■ **SELECTED EXTRACT**:
• • • • •

The funds finance health care, job training, pensions and child care.
But The Post has learned that the union has ignored attempts to lobby it to invest some of that fortune in minority- and female-owned investment funds.
At the same time, the union preaches for “equality, justice and democracy,” saying it campaigns for causes including mobilizing “against injustice — racial, economic and environmental,” according to 1199’s website.
Its vast political spending, totaling $17 million last year alone, has included direct contributions to ultra-progressives like Wiley and a flood of cash to both the New York State Democratic Party and the Democratic National Committee.
The union, led since 2008 by Gresham, boasts that a majority of its 304,982 members are women, while it has focused efforts on recruiting among minority communities.
But public records inspected by The Post show that one of those eight funds alone, the National Benefit Fund, has more than $17 million invested with major Wall Street firms including Blackstone and Apollo Global Management, Beverly Hills-based Platinum Equity, and a series of other hedge funds and private equity funds.
“They are really not supporting their diverse base in terms of their investment strategy,” said an investment executive who did not want to be identified. “They have very little invested with minority-run investment funds.”
Attempts by minority-run groups to meet the union have not been successful, the executive told The Post.

• • • • •

■ **APPLY WHAT YOU READ**:
1 – According to the union article, how many members does the union have?
2 – In the union article, rename "The Post" as "reporters" and give the stretch from "But public records" through "private equity funds.".

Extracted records
• • • • •

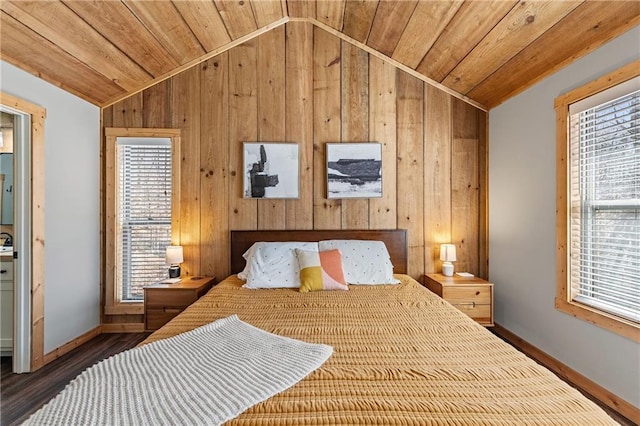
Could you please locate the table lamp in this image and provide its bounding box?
[166,246,184,278]
[440,244,456,277]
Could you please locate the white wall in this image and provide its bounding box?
[0,61,100,354]
[489,27,640,406]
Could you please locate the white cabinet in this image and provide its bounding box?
[0,257,13,355]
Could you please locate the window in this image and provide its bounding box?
[105,129,179,314]
[556,64,640,340]
[116,138,171,302]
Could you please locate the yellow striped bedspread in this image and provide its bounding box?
[143,275,617,426]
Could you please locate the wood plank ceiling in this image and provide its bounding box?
[0,0,640,109]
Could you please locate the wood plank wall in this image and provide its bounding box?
[103,22,488,323]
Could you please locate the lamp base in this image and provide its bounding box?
[442,262,453,277]
[169,265,180,278]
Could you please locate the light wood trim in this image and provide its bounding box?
[289,18,488,111]
[0,92,46,371]
[104,127,181,315]
[100,17,289,108]
[44,325,102,364]
[554,59,640,110]
[102,322,144,334]
[555,60,640,342]
[492,324,640,419]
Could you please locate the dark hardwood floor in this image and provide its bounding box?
[0,333,636,426]
[0,333,149,426]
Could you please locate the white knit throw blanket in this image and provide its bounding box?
[25,315,333,426]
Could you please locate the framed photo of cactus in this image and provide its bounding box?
[243,142,300,198]
[327,142,382,198]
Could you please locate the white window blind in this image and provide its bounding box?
[569,85,640,323]
[116,138,172,302]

• • • • •

■ **EXERCISE RESULTS**:
1 – 304,982

2 –
But public records inspected by reporters show that one of those eight funds alone, the National Benefit Fund, has more than $17 million invested with major Wall Street firms including Blackstone and Apollo Global Management, Beverly Hills-based Platinum Equity, and a series of other hedge funds and private equity funds.